EXERCISE DETAILS:
What is needed is a faithful copy of all the entries, with no pictures in it.

LISTED RECORDS:

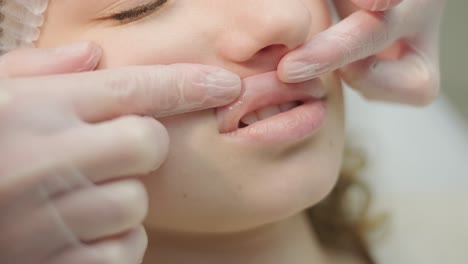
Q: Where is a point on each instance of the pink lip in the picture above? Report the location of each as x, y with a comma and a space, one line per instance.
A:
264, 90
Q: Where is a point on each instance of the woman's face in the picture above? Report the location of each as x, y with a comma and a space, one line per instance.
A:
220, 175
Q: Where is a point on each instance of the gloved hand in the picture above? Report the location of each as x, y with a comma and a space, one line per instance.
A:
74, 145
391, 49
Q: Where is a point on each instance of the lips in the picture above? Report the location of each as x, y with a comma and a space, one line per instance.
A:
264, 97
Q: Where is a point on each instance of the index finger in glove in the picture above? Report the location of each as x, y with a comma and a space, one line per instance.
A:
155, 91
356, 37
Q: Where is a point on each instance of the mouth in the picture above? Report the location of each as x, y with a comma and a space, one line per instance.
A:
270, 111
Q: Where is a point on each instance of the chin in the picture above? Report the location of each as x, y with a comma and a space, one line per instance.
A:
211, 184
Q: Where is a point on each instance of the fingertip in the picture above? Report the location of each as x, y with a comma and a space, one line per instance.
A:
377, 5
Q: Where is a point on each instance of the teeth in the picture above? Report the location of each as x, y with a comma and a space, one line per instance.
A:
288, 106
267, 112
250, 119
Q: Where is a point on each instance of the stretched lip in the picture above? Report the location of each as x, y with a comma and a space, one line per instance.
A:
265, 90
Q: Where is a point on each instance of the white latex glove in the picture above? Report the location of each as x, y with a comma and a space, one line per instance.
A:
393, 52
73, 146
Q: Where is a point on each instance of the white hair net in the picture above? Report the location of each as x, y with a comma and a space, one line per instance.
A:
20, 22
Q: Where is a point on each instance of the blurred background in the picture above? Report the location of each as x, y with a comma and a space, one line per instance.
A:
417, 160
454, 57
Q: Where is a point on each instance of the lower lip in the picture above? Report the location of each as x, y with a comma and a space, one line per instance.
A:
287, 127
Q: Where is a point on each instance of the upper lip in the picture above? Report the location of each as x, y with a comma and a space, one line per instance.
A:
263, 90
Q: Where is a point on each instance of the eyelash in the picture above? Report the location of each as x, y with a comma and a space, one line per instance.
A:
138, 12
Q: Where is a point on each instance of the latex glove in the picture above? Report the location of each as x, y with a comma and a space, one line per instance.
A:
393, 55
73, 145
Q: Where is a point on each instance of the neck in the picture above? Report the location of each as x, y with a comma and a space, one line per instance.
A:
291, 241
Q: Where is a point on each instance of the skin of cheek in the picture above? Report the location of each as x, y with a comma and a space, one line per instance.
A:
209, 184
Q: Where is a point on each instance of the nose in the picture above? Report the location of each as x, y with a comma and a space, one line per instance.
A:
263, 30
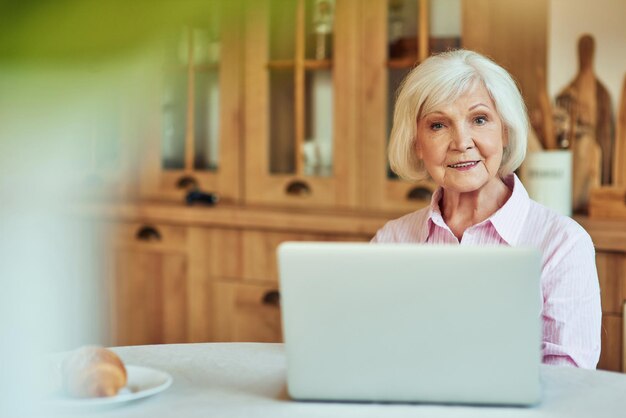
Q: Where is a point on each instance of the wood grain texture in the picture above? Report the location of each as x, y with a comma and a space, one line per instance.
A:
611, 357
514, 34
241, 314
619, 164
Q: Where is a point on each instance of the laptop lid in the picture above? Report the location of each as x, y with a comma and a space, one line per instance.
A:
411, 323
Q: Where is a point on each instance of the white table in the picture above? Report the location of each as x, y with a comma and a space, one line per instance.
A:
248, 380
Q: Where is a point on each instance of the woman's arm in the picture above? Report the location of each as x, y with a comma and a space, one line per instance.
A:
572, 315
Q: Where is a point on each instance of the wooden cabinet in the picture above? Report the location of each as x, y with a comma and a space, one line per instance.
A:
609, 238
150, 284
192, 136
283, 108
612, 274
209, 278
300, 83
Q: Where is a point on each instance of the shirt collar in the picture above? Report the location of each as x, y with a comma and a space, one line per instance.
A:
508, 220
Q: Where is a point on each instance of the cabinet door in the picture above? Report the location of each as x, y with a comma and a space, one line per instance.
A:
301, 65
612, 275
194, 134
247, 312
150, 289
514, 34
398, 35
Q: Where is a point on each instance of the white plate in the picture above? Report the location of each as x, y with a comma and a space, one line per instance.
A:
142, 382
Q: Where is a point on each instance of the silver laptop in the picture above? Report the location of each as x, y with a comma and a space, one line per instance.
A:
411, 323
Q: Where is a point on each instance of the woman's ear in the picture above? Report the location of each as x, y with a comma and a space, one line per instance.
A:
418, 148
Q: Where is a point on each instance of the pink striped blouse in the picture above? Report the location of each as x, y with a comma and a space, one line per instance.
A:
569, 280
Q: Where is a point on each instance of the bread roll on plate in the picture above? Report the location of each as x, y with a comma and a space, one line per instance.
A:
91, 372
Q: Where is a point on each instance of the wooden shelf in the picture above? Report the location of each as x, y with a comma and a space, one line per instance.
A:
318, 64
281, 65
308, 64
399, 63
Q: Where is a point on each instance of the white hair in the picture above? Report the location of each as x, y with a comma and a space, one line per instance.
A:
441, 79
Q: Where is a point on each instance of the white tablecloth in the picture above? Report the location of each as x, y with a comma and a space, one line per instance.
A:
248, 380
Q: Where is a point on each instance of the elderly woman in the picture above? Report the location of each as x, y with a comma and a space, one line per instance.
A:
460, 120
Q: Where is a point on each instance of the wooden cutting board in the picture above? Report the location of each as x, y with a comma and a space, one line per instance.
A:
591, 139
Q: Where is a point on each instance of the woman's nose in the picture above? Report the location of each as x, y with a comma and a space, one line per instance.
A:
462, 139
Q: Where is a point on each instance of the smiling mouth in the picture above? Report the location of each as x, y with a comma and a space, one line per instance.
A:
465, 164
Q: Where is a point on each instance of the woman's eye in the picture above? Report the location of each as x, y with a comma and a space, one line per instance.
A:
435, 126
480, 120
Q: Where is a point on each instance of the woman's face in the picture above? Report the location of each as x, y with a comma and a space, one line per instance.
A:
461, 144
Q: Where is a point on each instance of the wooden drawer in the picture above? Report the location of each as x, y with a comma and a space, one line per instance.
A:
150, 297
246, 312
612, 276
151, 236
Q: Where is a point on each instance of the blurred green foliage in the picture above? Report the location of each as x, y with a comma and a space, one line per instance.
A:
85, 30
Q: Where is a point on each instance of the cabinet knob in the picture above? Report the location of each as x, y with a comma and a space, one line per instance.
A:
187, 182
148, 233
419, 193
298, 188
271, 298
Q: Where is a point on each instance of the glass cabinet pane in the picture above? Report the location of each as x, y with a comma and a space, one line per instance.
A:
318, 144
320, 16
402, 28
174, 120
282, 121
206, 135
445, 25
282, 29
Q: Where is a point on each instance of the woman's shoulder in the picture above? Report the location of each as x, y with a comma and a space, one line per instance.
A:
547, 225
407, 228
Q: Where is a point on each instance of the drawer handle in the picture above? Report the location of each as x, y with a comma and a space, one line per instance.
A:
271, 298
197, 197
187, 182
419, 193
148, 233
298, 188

WRITTEN ANSWER:
Q: Where is a point on each instance of the pink lip in the picture above? Report the location of each as x, y with a comma and a space, one line per instance.
A:
264, 90
Q: Where is a point on each instance of the woman's face in the picture above? Report the location of each as x, y with a comma and a space, one line per instance.
A:
220, 175
Q: Where is a point on each instance of the gloved hand in the picture above? Report the location of each as x, y with a comma and a space, one line per instance.
A:
74, 145
391, 49
Q: Where is a point on each instance of the lips in the picture above? Report the location of each as x, y with a comma and a space, one line per instance.
A:
264, 97
Q: Where is a point on each instance of the index finger in glove in the picture above? Report the location of each as x, y with a comma and a space, one line per instance.
A:
155, 91
356, 37
Q: Where is a point on each instance of the mouth in the picture above? Report the location of each as x, y with a comma and a space, one line per instance.
A:
270, 111
Q: Where is a point on each instance of the chin in the picture above? Report the location of each as x, y with a comma and a space, one line per instance.
A:
211, 184
Q: Where is a point on each instance of the fingertip in the picture above? Report the location of each as x, y with a comma and a space, one line per instance.
A:
377, 5
Q: Where is a point on each instance of the teeth in the picture above? Report the location of each as x, y with a comma and a space, one line per instance.
A:
288, 106
267, 112
250, 119
Q: Where is a point on each instance of the stretched lip in the picture above? Report the location of each as x, y with a comma and a space, one line per instance.
A:
265, 90
Q: Where is a point on each instance of the white latex glove in the picture above? Report the location of each as x, y with a comma and a space, one line per instance.
A:
393, 52
73, 146
Q: Where is a point on each instance of the white hair net in the picture above? Report the location of each as x, y with a comma and a space, one line per instance.
A:
20, 22
Q: Where is a point on each instance of the blurred background in the picture above? Report the location of each as x, y with a comma and a space, one line per instance.
A:
417, 160
454, 57
Q: Where is a point on each instance of the lower lip in the picture above? Report the location of each as x, y with a comma and a space, one line per instance.
A:
287, 127
Q: Where is a point on each instance of the upper lip in the picture above? Report the location of each as x, y with a comma and a space, one line per instance.
A:
263, 90
Q: Where is a point on each instance of the eyelash in the picture above? Report the location of each as x, y with a comma and a space, one line per instance.
A:
138, 12
Q: Where is a point on each instance of the latex glove in the picture above? Report the location of each as x, y with a comma and a space, one line per instance.
A:
393, 55
73, 145
Q: Where is a point on each instance of the neck in the picture above? Report the location of each as x, y with a comma and a space, one line per instance.
A:
291, 241
Q: Where is a point on each instance of the skin of cheek in the picture above? Report the location of each as x, y with a comma and a space, one line per instance.
A:
209, 184
Q: Where is a point on each instance of the nose in the picture above? Report the location of each as x, y with a comma and a space, one line per instance.
A:
263, 30
Q: Where is a point on each instance of the wood grain texture in the picture above? Report the location of each as x, y with a comma and a space, one line per instance.
A:
611, 357
514, 34
241, 314
619, 164
Q: Where is a point on each instance of the laptop lid in the picture above? Report the location of each as x, y with a comma and a space, one line per instance.
A:
411, 323
Q: Where is a point on each instance of the white table in the picture above? Report the location of each as x, y with a comma and a space, one line per instance.
A:
248, 380
Q: Where is a point on each instance of the woman's arm in the picture above? Report the location of each as x, y with a comma and a space, one line per instance.
A:
572, 315
Q: Where is a point on each instance of the wooden cabinet in the picture above? Report the location of each as x, y with a comma and a space, one line per instance.
A:
609, 238
150, 284
192, 136
283, 108
612, 274
209, 278
300, 83
Q: Where is a point on each instance of the shirt collar in the picture above? Report the location of each as x, y with a comma and a space, one line per instance.
A:
508, 220
Q: Where is a point on each instance of the cabinet door in the picture above? Report the location of each as x, y with a comma and a space, one line per instance.
A:
301, 65
612, 275
194, 134
247, 312
150, 289
514, 34
398, 35
Q: Where is a point on each instance of the white plate in the picture above? Report the location of each as x, y with a comma and a space, one line per instance.
A:
142, 382
Q: Where is a point on each instance of the silver laptop in the picture above? Report the location of each as x, y with a comma and a space, one line per instance.
A:
411, 323
Q: Where is a point on each instance of the woman's ear in the picture above? Report the location of each as x, y with a comma and a space, one line per instance.
A:
418, 148
Q: Where is a point on each instance of the pink striped blouse in the picture above? Report the location of each as x, y with a comma and a space, one line per instance.
A:
569, 280
Q: Where is a point on each instance of the bread roll on plate in the picture above? Report the location of each as x, y with a comma and a space, one line per instance.
A:
91, 372
Q: Where is a point on each instance of the wooden shelf in the picture above? Report the location of each as x, y with a comma and a space, one line per instance.
A:
318, 64
281, 65
308, 64
399, 63
Q: Where is a point on each instance of the white hair in the picture above? Report the location of each as x, y with a comma and a space, one line per instance.
A:
441, 79
Q: Where is a point on each instance of the white tablecloth in the picture above? Report the location of each as x, y with a comma and a space, one line per instance.
A:
248, 380
Q: Where is a point on each instance of the elderly woman in the picture above? Report the location of each as x, y with a comma and a space, one line per instance.
A:
460, 120
Q: Where is a point on each instance of the wooden cutting board in the picture above? Report the location of each as x, y with a comma and a space, one line per instance.
A:
591, 139
Q: Where is a point on each instance of the woman's nose in the picture above? Report the location of each as x, y with a comma and a space, one line per instance.
A:
462, 139
Q: Where is a point on each instance of the smiling mouth in the picture above? Report the location of each as x, y with a comma and a space, one line per instance.
A:
465, 164
Q: Where is a point on each instance of the woman's eye in the picture above? Report the location of each as x, y with a comma and a space, one line per instance.
A:
435, 126
480, 120
Q: Where is a point on each instance of the woman's face in the picture above? Report the location of each as x, y with a comma and a space, one line per instance.
A:
461, 144
Q: Where is a point on each instance of the wooden drawer in the picture above? Report the location of each as x, y with a comma and a space, one line per instance.
A:
150, 297
246, 312
612, 276
151, 236
Q: Where is a point on each instance of the blurred green foliage in the picture above? Report the location of each as x, y with a comma and a space, one line per instance.
A:
85, 30
Q: Where is a point on each instance of the cabinet knob in the picture above? Report the location of each as x, y with a comma and a space, one line per instance.
A:
187, 182
148, 233
419, 193
298, 188
271, 298
Q: Where is a point on each instance of the glass cabinet pane in the picture above? Report the location of each as x, y with a comma and a space, one line per instance.
A:
318, 144
320, 16
402, 28
174, 120
282, 121
206, 135
445, 25
282, 29
Q: Where is a point on each instance of the woman's shoulder in the picture above? Report the location of each as x, y with a comma and a space, one line per instance.
A:
547, 225
407, 228
Q: Where is a point on each instance of the drawer handle in the picture above? Report the location of each as x, y with a comma and a space, one line per instance.
A:
271, 298
197, 197
187, 182
419, 193
148, 233
298, 188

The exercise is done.